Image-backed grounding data

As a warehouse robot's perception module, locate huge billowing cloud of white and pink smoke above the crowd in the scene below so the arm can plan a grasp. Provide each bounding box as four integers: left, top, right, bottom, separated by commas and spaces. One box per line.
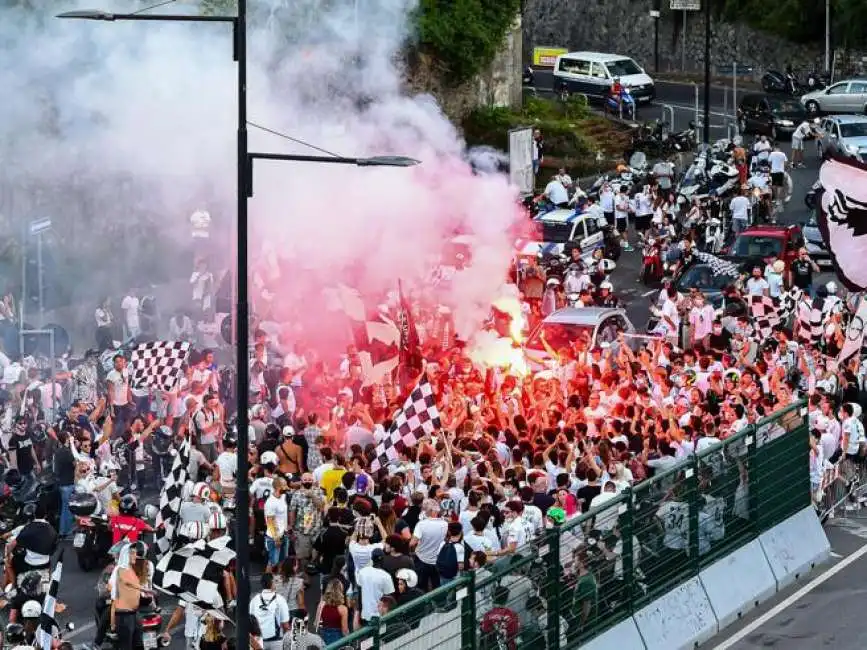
0, 0, 518, 354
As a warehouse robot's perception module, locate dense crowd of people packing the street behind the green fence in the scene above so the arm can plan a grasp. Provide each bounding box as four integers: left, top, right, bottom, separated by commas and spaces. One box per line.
0, 142, 867, 650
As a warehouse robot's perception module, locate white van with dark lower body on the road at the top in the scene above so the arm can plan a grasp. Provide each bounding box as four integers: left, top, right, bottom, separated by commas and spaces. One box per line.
554, 52, 656, 104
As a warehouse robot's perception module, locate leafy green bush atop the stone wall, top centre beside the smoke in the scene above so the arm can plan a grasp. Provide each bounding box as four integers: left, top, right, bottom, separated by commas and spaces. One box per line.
415, 0, 521, 85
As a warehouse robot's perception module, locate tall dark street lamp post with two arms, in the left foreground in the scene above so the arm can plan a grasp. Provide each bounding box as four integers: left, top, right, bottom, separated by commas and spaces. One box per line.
57, 7, 419, 648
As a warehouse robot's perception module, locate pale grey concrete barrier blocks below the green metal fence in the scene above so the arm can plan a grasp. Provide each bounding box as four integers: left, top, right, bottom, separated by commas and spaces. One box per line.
581, 507, 831, 650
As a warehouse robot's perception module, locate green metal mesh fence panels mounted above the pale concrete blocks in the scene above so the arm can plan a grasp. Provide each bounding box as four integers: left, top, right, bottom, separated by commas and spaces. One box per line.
328, 403, 811, 650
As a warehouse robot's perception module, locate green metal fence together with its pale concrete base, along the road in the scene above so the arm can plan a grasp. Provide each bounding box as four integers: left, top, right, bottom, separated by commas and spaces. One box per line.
328, 403, 830, 650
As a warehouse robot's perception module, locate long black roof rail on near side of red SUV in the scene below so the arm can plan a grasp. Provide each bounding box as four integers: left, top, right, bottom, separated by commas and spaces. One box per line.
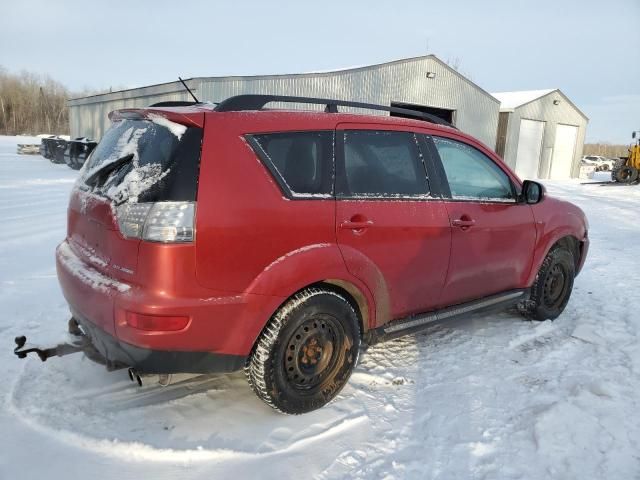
214, 94, 456, 128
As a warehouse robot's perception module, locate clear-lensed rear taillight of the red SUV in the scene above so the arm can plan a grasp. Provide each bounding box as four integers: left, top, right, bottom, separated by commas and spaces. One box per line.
116, 202, 196, 243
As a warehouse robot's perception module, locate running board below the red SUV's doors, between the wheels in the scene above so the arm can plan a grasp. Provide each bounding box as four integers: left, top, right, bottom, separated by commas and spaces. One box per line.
366, 290, 528, 345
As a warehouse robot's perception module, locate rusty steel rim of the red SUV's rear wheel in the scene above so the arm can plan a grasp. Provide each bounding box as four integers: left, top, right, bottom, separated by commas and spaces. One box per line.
283, 314, 345, 393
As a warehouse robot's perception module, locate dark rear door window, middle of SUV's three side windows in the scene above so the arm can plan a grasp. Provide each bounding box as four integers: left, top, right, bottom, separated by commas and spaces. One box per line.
338, 130, 429, 198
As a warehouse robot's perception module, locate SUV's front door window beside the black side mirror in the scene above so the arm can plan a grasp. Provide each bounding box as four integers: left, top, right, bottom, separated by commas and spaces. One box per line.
433, 137, 515, 202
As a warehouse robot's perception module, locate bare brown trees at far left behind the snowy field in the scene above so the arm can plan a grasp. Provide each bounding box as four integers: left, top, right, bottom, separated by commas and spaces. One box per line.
0, 67, 70, 135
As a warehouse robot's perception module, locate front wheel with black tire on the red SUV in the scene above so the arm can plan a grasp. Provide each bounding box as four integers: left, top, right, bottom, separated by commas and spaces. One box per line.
520, 246, 576, 321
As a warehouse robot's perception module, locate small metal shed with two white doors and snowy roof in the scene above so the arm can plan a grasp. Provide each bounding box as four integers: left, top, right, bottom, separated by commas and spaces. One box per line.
493, 89, 589, 178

=== TASK BRIEF ===
Each entry above must be repeated word for word, minus its images.

=== ANSWER SPACE ===
As a warehouse robot's perception module, locate huge billowing cloud of white and pink smoke above the crowd in the scene below so the arm can plan a grasp. Provide each bounding box as four integers: left, top, right, bottom, separated by commas and spaces. One box per line.
0, 0, 518, 354
As a warehouse robot's perception module, locate dense crowd of people packing the street behind the green fence in the scene above so the arm can plan a grasp. Provide each bounding box as four integers: left, top, right, bottom, separated by commas and spaces. One box per line.
0, 142, 867, 650
As a warehouse robot's perception module, locate white van with dark lower body on the road at the top in the scene above so the arm can plan a grasp. Provide each bounding box as four integers: left, top, right, bottom, separated by commas and spaces. One box per line.
554, 52, 656, 104
As a warehouse robot's perception module, locate leafy green bush atop the stone wall, top centre beside the smoke in the scene above so the arm can plan a grasp. Provide each bounding box as four integers: left, top, right, bottom, separated by commas and spaces. One box per line.
415, 0, 521, 85
As a warehouse robot's perception module, locate tall dark street lamp post with two arms, in the left foreground in the scene above so the arm can plan a grasp. Provide each bounding box as four integers: left, top, right, bottom, separated by commas and spaces. One box per line.
57, 7, 419, 648
As a warehouse robot's perception module, locate pale grey concrete barrier blocks below the green metal fence in the scene above so the arm can plan a grasp. Provide each bounding box as four integers: left, top, right, bottom, separated by commas and spaces. One box per line.
581, 507, 831, 650
As a warehouse robot's perception module, locate green metal mesh fence panels mounted above the pale concrete blocks in the scene above so the arm can plan a grasp. Provide each bounding box as four integers: left, top, right, bottom, separated by commas and spaces. One box per line.
328, 403, 811, 650
As a warehouse robot's perception module, locate green metal fence together with its pale concrete base, along the road in the scene above so the arm can plan a grasp. Provide each bounding box as four integers: left, top, right, bottom, separated by commas and spaces. One box per line.
328, 403, 830, 650
As a warehouse robot's perception module, locate long black roof rail on near side of red SUV in the scene below so the arm can plan a grasp. Provide each bounding box as four integers: left, top, right, bottom, separated by commas and spaces. One box per line.
214, 94, 456, 128
As a warehouse robot's perception module, locate clear-lensed rear taillight of the red SUV in the scene above so the arm can plan a grasp. Provide each bounding box as four integers: left, top, right, bottom, separated by commas and spaces. One box per line.
116, 202, 196, 243
As a warehouse robot's perception module, locate running board below the red SUV's doors, between the wheels in the scene above so the arm can plan a grasp. Provide each bounding box as four integers: left, top, right, bottom, separated by commas and spaces. One box per line.
366, 290, 528, 345
As a warehouse robot's perception module, locate rusty steel rim of the red SUV's rear wheel in the scene above so the arm can plan a grasp. Provide each bounding box as four integers: left, top, right, bottom, separated by commas and spaces. One box per line.
283, 314, 345, 393
As a warehouse robot's perception module, locate dark rear door window, middle of SUV's three side windows in the scene above so the arm can plan a grasp. Provide each bounding box as four integers: left, top, right, bottom, separated by commas and spaces. One box per line.
338, 130, 429, 198
As a warehouse robot's perception module, locate SUV's front door window beside the black side mirror in the scene above so the arm can plan a grasp. Provide each bounding box as four integers: left, top, right, bottom, separated by commas and spaces. One box per line.
433, 137, 515, 202
As a warehouse robot's perception module, locate bare brown trees at far left behind the snowy field in the scene above so the arm can plan a grasp. Provide each bounding box as four integers: left, top, right, bottom, separated by commas and spaces. One box per line.
0, 67, 70, 135
As a warehouse robot's perception module, locate front wheel with black tire on the red SUV in the scene above so the arm can plan a grasp. Provide each bounding box as four integers: left, top, right, bottom, separated by commas and spaces. One box per line.
520, 246, 576, 321
As a warehouse robot's perception module, locate small metal shed with two white doors and snowy roof in the scene above so the arm can plan a grasp. Provide each bounding box as four integers: left, top, right, bottom, separated by commas and spaces. One box per line.
493, 89, 589, 178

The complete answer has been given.